• _Work to complete_
1: Answer these questions using the text on interpretations of history:
(a) Which part of the series on the interpretations of history is this?
(b) What are readers encouraged to do?
(c) According to the list of topics already covered, what has been critiqued as a philosophy?
2: List every line of the records that contains the word "with". Case counts.
== Extract to read ==
History and Interpretations:Communalism and Problems of Indian Historiography 3

This is the third part of the history’s diverse interpretations and their contribution in understanding the world. Indeed, we are not bound by any, nor is any particular version a gospel of truth but as analytical tools these approaches enable us to make sense of the mess that we know, preach and live with as History. Readers are encouraged to comment and indicate examples that validate or challenge the various ways of interpreting History. [Raza Rumi – Ed]

Shaheryar Ali

we have explained, the “critical” turn of “Modern History”, we have covered, the debate of Marxism and History, the various models, the critique of Nationalism as a philosophy, the advent of “Orientalism”, “Post-colonial critique”, the “critique of modernism”. Critique of “civilizing missions”.
===
== Data provided ==
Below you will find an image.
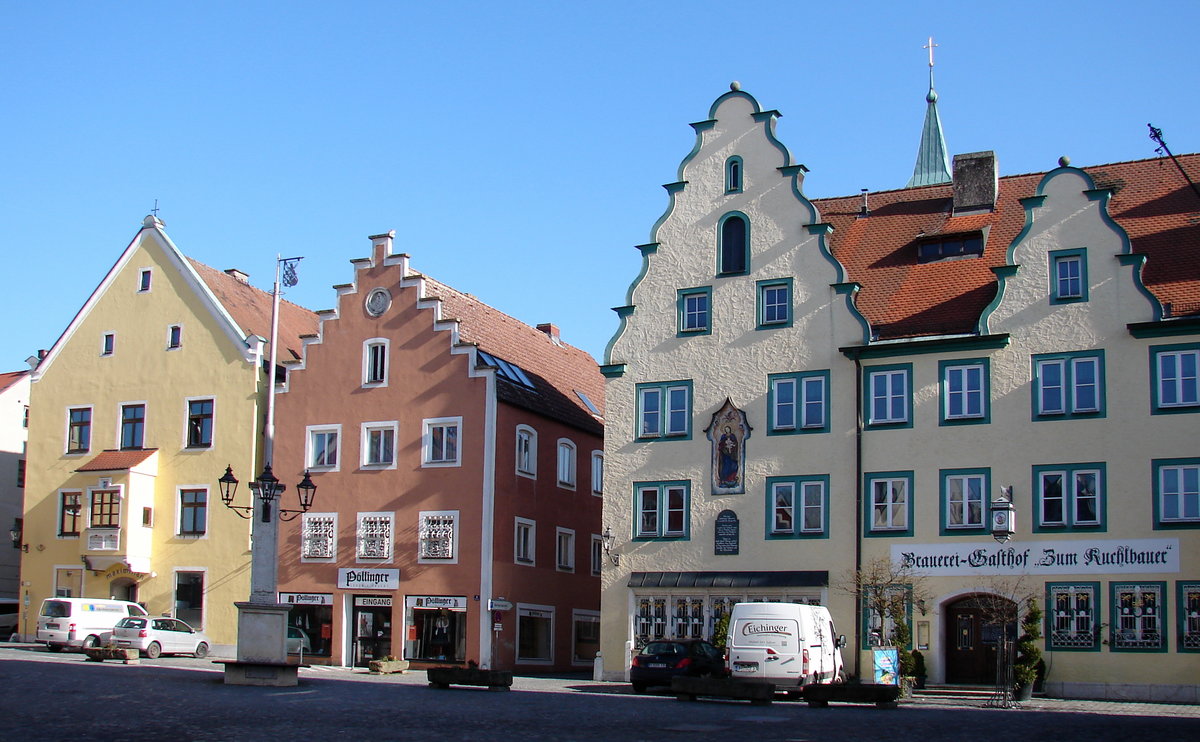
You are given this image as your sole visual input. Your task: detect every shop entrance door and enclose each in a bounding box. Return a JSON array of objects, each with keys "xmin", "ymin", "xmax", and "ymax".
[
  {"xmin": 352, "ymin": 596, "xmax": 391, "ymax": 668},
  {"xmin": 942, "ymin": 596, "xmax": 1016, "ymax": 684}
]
===
== Data provided ==
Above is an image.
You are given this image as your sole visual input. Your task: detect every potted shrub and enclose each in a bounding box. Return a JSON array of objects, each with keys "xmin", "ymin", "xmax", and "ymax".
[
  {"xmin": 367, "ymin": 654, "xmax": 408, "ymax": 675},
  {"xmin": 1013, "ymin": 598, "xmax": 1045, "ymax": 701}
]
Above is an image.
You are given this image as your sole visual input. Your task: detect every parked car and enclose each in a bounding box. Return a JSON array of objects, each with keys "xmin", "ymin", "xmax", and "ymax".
===
• _Responses_
1:
(a) The third part.
(b) Comment and indicate examples that validate or challenge the various ways of interpreting History.
(c) Nationalism.

2:
You are given this image as your sole visual input. Your task: detect every shop entrance door and enclose each in a bounding box. Return a JSON array of objects, each with keys "xmin", "ymin", "xmax", and "ymax".
You are given this image as your sole visual input. Your task: detect every potted shrub and enclose each in a bounding box. Return a JSON array of objects, each with keys "xmin", "ymin", "xmax", and "ymax".
You are given this image as your sole visual input. Your task: detect every parked car and enclose each in a bounding box. Return a JSON array of objects, each with keys "xmin", "ymin", "xmax", and "ymax".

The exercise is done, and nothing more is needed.